The source code for the project is available at this repository.

Project Setup

Create a new directory for the application

mkdir serverless-image-processing
cd serverless-image-processing

Setup a virtualenv for the application

virtualenv env
source env/bin/activate

Create requirements.txt with all the dependencies

boto3
Flask
Pillow

Install the dependencies

Run the following command in the shell to install all the dependencies.

pip install -r requirements.txt

Server

We will use Flask to create a webserver which will expose a POST endpoint that will handle the image upload

Let’s create a file named app.py in our root folder with the following contents.

from flask import Flask, request
from pathlib import Path
from werkzeug.utils import secure_filename

app = Flask(__name__)

ALLOWED_EXTENSIONS = {"png", "jpg", "jpeg", "gif"}
UPLOAD_FOLDER = Path(__file__).resolve().parent


def allowed_file(filename):
    return "." in filename and \
           filename.rsplit(".", 1)[1].lower() in ALLOWED_EXTENSIONS


@app.route("/upload", methods=["POST"])
def upload_image():
    """Receives a request to upload an image."""
    # Check if file was uploaded
    if "file" not in request.files:
        return "No file uploaded"

*MATERIAL*:
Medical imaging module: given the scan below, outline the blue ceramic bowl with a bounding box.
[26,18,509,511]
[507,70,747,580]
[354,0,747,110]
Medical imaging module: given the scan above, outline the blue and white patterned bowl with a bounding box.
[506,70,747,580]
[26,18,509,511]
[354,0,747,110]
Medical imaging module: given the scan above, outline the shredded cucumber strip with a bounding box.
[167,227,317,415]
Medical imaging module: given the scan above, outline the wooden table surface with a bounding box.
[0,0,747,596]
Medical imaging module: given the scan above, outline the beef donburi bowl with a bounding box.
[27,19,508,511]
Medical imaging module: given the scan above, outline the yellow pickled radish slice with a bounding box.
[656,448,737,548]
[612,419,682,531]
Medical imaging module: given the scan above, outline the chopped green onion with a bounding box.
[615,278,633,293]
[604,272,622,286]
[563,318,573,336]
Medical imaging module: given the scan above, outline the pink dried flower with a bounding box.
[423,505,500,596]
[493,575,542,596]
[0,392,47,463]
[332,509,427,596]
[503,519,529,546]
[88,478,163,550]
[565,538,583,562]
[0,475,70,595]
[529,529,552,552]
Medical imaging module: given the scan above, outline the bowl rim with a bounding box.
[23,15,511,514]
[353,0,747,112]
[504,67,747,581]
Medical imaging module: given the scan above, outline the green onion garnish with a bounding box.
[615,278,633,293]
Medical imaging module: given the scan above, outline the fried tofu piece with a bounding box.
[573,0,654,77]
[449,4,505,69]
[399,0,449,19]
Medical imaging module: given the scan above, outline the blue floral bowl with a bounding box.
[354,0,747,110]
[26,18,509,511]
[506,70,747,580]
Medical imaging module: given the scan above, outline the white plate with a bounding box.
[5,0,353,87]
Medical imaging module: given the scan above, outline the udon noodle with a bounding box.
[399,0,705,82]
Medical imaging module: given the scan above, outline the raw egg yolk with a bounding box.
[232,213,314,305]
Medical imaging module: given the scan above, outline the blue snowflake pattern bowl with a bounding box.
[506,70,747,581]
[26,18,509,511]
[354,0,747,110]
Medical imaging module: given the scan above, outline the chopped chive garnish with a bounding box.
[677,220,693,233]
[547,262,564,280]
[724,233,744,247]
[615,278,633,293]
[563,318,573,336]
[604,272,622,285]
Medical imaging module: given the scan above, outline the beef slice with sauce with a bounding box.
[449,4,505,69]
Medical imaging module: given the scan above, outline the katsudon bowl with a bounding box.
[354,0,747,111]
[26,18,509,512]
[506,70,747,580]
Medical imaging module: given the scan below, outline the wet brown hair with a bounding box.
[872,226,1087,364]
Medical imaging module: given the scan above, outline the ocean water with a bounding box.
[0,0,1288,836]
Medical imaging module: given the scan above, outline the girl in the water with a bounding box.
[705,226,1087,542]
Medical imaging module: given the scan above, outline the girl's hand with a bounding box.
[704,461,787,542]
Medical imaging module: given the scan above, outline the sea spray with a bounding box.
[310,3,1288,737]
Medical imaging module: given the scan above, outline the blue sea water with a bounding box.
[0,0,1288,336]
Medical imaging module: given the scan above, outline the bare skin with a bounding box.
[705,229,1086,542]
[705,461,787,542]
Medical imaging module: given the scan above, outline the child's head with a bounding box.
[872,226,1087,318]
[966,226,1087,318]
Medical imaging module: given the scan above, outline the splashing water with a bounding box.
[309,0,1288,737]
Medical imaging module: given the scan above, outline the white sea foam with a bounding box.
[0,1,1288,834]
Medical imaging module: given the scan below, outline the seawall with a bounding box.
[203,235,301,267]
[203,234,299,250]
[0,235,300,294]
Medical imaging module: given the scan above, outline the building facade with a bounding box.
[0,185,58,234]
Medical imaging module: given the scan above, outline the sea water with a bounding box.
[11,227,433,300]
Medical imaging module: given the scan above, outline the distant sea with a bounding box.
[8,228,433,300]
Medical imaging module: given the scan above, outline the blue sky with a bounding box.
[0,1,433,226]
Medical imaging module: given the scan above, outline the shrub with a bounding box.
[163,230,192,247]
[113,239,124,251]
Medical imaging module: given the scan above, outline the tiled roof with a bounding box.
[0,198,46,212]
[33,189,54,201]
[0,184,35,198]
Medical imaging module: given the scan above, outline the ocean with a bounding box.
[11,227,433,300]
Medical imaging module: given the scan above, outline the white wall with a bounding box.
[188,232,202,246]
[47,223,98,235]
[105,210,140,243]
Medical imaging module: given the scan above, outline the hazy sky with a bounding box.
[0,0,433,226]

*REQUESTS*:
**a)** Output the portion of the tutorial between "pip install -r" and "the following contents.", inclusive.
**b)** Which file extensions does the tutorial's code accept for uploaded images?
**c)** Carry the tutorial forward from its last line.
The records have no connection to the tutorial.

*FINAL ANSWERS*:
**a)**
pip install -r requirements.txt

Server

We will use Flask to create a webserver which will expose a POST endpoint that will handle the image upload

Let’s create a file named app.py in our root folder with the following contents.

**b)** png, jpg, jpeg, and gif

**c)**
    file = request.files["file"]
    # Check if file is allowed
    if not allowed_file(file.filename):
        return "File extension not allowed"

    # save file locally
    filename = secure_filename(file.filename)
    file_path = UPLOAD_FOLDER / filename
    file.save(file_path)

    return "File uploaded successfully!"

We have a function named upload_image which checks if the file is an image and then saves the file locally.

We can test if our file upload works by running the following commands:

In a shell, start the webserver:


export FLASK_APP=app
flask run --reload

Then, in a different shell, we will make a request to the server and upload an image. Let’s say we have an image named hellocat.jpg in my home directory, then we can upload it to our server using the following command:

curl -F "file=@//home/abhishek/hellocat.jpg" localhost:5000/upload

The response we received:

File uploaded successfully!

S3

Now that our server can handle file uploads, we will integrate S3 with our server. Whenever a file is uploaded to the server, we will put that file in S3.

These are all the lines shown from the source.